> _Exercise directions_:
Each record is to be copied exactly as written.

> _Given data_:

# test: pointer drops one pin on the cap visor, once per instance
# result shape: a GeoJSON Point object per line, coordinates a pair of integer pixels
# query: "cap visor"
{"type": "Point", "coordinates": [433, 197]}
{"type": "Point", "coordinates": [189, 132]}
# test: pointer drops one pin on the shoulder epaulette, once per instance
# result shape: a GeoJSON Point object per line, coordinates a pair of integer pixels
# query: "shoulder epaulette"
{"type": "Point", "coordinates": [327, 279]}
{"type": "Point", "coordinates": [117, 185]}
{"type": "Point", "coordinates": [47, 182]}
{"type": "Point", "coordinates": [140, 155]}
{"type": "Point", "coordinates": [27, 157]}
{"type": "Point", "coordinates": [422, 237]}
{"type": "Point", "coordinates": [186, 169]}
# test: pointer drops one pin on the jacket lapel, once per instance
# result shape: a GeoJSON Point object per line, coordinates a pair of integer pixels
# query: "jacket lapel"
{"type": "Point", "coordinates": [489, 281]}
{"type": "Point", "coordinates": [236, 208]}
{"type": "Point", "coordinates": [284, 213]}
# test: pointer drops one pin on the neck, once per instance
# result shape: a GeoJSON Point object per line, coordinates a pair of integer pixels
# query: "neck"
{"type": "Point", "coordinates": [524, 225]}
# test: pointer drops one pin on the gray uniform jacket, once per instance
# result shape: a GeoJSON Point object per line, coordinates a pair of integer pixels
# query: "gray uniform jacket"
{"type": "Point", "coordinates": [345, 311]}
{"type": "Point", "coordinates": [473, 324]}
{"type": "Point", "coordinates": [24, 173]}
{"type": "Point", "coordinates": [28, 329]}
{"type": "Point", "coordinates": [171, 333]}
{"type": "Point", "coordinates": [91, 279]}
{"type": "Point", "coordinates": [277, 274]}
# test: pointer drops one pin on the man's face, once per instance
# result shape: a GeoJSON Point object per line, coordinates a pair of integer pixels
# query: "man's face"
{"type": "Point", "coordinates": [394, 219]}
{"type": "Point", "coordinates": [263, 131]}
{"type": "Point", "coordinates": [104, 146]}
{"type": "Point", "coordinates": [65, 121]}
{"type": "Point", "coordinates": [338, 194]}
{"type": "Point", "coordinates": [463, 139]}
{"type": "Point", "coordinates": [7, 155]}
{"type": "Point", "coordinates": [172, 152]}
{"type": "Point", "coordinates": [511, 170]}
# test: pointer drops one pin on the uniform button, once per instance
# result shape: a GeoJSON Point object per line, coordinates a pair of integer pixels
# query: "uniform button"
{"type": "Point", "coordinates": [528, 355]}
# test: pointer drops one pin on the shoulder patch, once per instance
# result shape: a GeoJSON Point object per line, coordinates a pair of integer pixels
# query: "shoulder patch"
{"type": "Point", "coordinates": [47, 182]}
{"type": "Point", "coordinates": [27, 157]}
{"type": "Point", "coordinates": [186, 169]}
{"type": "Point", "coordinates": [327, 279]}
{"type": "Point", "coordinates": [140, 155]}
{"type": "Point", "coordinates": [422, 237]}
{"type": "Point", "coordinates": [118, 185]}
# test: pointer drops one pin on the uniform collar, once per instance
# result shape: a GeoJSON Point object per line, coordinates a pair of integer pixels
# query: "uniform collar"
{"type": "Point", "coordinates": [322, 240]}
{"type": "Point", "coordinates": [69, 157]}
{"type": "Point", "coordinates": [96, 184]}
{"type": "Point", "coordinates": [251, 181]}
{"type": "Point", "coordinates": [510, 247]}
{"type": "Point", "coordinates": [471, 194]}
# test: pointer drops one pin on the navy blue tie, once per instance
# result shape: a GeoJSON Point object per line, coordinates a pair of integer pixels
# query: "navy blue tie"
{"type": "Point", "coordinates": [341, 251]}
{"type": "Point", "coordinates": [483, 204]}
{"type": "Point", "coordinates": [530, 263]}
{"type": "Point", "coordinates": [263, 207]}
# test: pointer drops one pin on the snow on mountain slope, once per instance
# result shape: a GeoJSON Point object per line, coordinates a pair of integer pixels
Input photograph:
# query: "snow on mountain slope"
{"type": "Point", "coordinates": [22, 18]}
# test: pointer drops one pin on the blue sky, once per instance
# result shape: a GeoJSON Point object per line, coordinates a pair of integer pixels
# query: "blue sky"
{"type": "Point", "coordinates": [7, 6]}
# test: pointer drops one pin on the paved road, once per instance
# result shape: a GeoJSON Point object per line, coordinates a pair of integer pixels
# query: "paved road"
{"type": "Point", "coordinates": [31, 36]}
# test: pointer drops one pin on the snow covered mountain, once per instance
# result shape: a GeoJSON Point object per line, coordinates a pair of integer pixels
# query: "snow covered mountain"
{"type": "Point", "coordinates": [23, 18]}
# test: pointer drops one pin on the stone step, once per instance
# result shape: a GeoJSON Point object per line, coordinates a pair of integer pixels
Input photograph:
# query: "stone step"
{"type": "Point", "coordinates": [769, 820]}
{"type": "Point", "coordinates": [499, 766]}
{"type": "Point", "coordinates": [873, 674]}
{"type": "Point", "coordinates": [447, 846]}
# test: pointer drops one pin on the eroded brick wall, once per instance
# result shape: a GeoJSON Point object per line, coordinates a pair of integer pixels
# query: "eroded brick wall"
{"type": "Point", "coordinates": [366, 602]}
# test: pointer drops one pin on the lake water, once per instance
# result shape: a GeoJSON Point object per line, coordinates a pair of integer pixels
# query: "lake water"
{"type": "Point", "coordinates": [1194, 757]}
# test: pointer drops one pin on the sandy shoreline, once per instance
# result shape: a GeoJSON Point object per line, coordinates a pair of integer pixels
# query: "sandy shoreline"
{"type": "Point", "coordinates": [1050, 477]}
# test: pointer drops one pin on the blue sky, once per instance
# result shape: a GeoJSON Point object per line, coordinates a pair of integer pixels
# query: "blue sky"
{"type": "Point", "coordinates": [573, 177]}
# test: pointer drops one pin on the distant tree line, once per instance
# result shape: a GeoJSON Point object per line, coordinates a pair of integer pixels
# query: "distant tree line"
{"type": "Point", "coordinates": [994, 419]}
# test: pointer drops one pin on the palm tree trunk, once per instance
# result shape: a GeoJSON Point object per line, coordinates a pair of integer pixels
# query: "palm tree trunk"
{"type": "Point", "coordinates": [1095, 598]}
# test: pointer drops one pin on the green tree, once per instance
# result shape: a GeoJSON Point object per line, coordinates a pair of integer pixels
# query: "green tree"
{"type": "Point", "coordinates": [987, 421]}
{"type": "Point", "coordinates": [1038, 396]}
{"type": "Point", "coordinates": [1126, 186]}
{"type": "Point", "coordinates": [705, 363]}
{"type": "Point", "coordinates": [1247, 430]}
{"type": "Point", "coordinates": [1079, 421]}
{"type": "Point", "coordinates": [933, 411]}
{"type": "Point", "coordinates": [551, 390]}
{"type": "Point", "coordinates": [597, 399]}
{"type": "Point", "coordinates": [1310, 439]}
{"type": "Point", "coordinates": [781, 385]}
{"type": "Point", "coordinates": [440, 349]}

> _Exercise solution_:
# test: pointer drops one pin on the cap visor, once per instance
# result shape: a GeoJSON Point object per line, coordinates a pair of integer pixels
# query: "cap visor"
{"type": "Point", "coordinates": [433, 197]}
{"type": "Point", "coordinates": [189, 132]}
# test: pointer drops one pin on the shoulder epaulette, once per instance
# result shape: a GeoJSON Point object per line, coordinates a pair of integer pixels
# query: "shoulder epaulette"
{"type": "Point", "coordinates": [327, 279]}
{"type": "Point", "coordinates": [117, 185]}
{"type": "Point", "coordinates": [47, 182]}
{"type": "Point", "coordinates": [140, 155]}
{"type": "Point", "coordinates": [27, 157]}
{"type": "Point", "coordinates": [422, 237]}
{"type": "Point", "coordinates": [186, 169]}
# test: pointer drops one pin on the jacket lapel, once per instance
# result shape: a GeoJSON Point object per line, coordinates a pair of integer pixels
# query: "jacket lapel"
{"type": "Point", "coordinates": [489, 281]}
{"type": "Point", "coordinates": [236, 208]}
{"type": "Point", "coordinates": [284, 213]}
# test: pointer drops one pin on the neck, once per instance
# result shape: a GeoJSON Point object per line, coordinates a pair of integer pixels
# query: "neck"
{"type": "Point", "coordinates": [524, 225]}
# test: pointer drops one pin on the gray uniform jacket, once per instance
# result shape: a GeoJSON Point object per line, coordinates a pair of integer pixels
# query: "gray uniform jacket"
{"type": "Point", "coordinates": [345, 311]}
{"type": "Point", "coordinates": [473, 324]}
{"type": "Point", "coordinates": [24, 173]}
{"type": "Point", "coordinates": [28, 329]}
{"type": "Point", "coordinates": [171, 333]}
{"type": "Point", "coordinates": [91, 279]}
{"type": "Point", "coordinates": [277, 274]}
# test: pointer drops one pin on the man's face, once per instance
# result shape: a GeoJSON Point object per line, coordinates a pair of integer pixels
# query: "man's face"
{"type": "Point", "coordinates": [394, 219]}
{"type": "Point", "coordinates": [263, 131]}
{"type": "Point", "coordinates": [104, 146]}
{"type": "Point", "coordinates": [65, 121]}
{"type": "Point", "coordinates": [338, 194]}
{"type": "Point", "coordinates": [463, 139]}
{"type": "Point", "coordinates": [7, 155]}
{"type": "Point", "coordinates": [172, 152]}
{"type": "Point", "coordinates": [511, 170]}
# test: pointer drops one pin on the uniform button, once per instance
# result shape: a GeoJSON Point object per line, coordinates a pair of integer pixels
# query: "uniform button"
{"type": "Point", "coordinates": [528, 355]}
# test: pointer drops one pin on the shoulder patch, once per instance
# result shape: a GeoJSON Point object per line, coordinates a pair of integer pixels
# query: "shoulder patch"
{"type": "Point", "coordinates": [47, 182]}
{"type": "Point", "coordinates": [27, 157]}
{"type": "Point", "coordinates": [186, 169]}
{"type": "Point", "coordinates": [327, 279]}
{"type": "Point", "coordinates": [140, 155]}
{"type": "Point", "coordinates": [422, 237]}
{"type": "Point", "coordinates": [118, 185]}
# test: pointer drops one pin on the uniform collar, once per instance
# result shape: a GeoJSON Point object per line, coordinates a pair of integer pixels
# query: "uniform collar"
{"type": "Point", "coordinates": [322, 240]}
{"type": "Point", "coordinates": [69, 157]}
{"type": "Point", "coordinates": [96, 184]}
{"type": "Point", "coordinates": [251, 181]}
{"type": "Point", "coordinates": [510, 247]}
{"type": "Point", "coordinates": [471, 194]}
# test: pointer drops one pin on the navy blue tie, once per instance
# result shape: a GeoJSON Point object per line, coordinates a pair of integer pixels
# query: "navy blue tie"
{"type": "Point", "coordinates": [341, 251]}
{"type": "Point", "coordinates": [483, 204]}
{"type": "Point", "coordinates": [530, 263]}
{"type": "Point", "coordinates": [263, 207]}
# test: pointer drops one pin on the snow on mountain slope, once per instance
# result shape: a GeoJSON Point object per line, coordinates a pair of integer pixels
Input photograph:
# query: "snow on mountain slope"
{"type": "Point", "coordinates": [22, 18]}
# test: pointer drops one pin on the blue sky, once per instance
# result shape: a GeoJSON Point object per line, coordinates a pair of integer pixels
# query: "blue sky"
{"type": "Point", "coordinates": [7, 6]}
# test: pointer drops one pin on the paved road, once per instance
# result shape: a GeoJSON Point object per line, coordinates a pair of integer pixels
# query: "paved road"
{"type": "Point", "coordinates": [31, 36]}
# test: pointer drops one pin on the snow covered mountain, once per instance
# result shape: a GeoJSON Point object per line, coordinates a pair of integer pixels
# query: "snow covered mountain"
{"type": "Point", "coordinates": [23, 18]}
# test: pointer drops one pin on the stone step, once per instance
# result shape: a GeoJSON Point object per line, coordinates a pair of integer pixels
Input photograph:
# query: "stone step"
{"type": "Point", "coordinates": [769, 820]}
{"type": "Point", "coordinates": [499, 766]}
{"type": "Point", "coordinates": [873, 674]}
{"type": "Point", "coordinates": [447, 846]}
# test: pointer drops one pin on the eroded brick wall, once per instance
# result shape: a GeoJSON Point object per line, coordinates a pair of integer pixels
# query: "eroded brick wall"
{"type": "Point", "coordinates": [366, 602]}
# test: pointer drops one pin on the lake water, once per instance
# result shape: a GeoJSON Point object per line, coordinates a pair of integer pixels
# query: "lake water"
{"type": "Point", "coordinates": [1194, 757]}
# test: pointer drops one pin on the sandy shoreline, once per instance
# result shape: a GeoJSON Point object per line, coordinates a pair of integer pixels
# query: "sandy shoreline"
{"type": "Point", "coordinates": [1050, 477]}
# test: pointer drops one pin on the blue sky, once per instance
# result shape: a GeoJSON Point object per line, coordinates a pair of integer pixels
# query: "blue sky"
{"type": "Point", "coordinates": [573, 177]}
# test: pointer drops one pin on the distant tree line, once per instance
# result shape: a GeoJSON Point object per line, coordinates a pair of integer pixels
# query: "distant tree line"
{"type": "Point", "coordinates": [994, 419]}
# test: pointer drops one pin on the palm tree trunk, once per instance
# result shape: a GeoJSON Point object per line, coordinates a pair of integer pixels
# query: "palm tree trunk"
{"type": "Point", "coordinates": [1095, 598]}
# test: pointer drops one pin on the green tree, once per instance
# result shape: a GeoJSON Point object per line, coordinates a pair of integer pixels
# query: "green tree"
{"type": "Point", "coordinates": [987, 421]}
{"type": "Point", "coordinates": [1038, 396]}
{"type": "Point", "coordinates": [1126, 186]}
{"type": "Point", "coordinates": [705, 363]}
{"type": "Point", "coordinates": [1247, 430]}
{"type": "Point", "coordinates": [1079, 421]}
{"type": "Point", "coordinates": [933, 411]}
{"type": "Point", "coordinates": [551, 390]}
{"type": "Point", "coordinates": [597, 399]}
{"type": "Point", "coordinates": [1310, 439]}
{"type": "Point", "coordinates": [781, 385]}
{"type": "Point", "coordinates": [440, 349]}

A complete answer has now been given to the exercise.